## WORK TO COMPLETE:
Format every line of the items below as a Markdown table with two columns, Row and Line, where Row holds the row number and Line holds the text of that line, leaving out blank lines.

★ ★ ★ ★

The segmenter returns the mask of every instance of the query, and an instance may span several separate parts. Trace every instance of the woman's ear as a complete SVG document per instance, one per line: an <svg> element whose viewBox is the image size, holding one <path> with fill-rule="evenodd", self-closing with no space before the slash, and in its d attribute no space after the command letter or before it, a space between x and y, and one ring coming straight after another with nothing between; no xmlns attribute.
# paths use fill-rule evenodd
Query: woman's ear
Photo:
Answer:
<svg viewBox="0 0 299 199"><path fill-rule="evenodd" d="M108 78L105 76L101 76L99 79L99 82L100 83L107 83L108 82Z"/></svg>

★ ★ ★ ★

## SOLVED PROBLEM:
| Row | Line |
|---|---|
| 1 | The segmenter returns the mask of every instance of the query, and an instance may span several separate parts. Trace every instance of the woman's ear as a complete SVG document per instance, one per line: an <svg> element whose viewBox is the image size, holding one <path> with fill-rule="evenodd", self-closing with no space before the slash, and in its d attribute no space after the command letter or before it, a space between x and y, and one ring coming straight after another with nothing between; no xmlns attribute. |
| 2 | # paths use fill-rule evenodd |
| 3 | Query: woman's ear |
| 4 | Photo: |
| 5 | Answer: |
| 6 | <svg viewBox="0 0 299 199"><path fill-rule="evenodd" d="M108 78L105 76L101 76L99 79L99 82L100 83L107 83L108 82Z"/></svg> |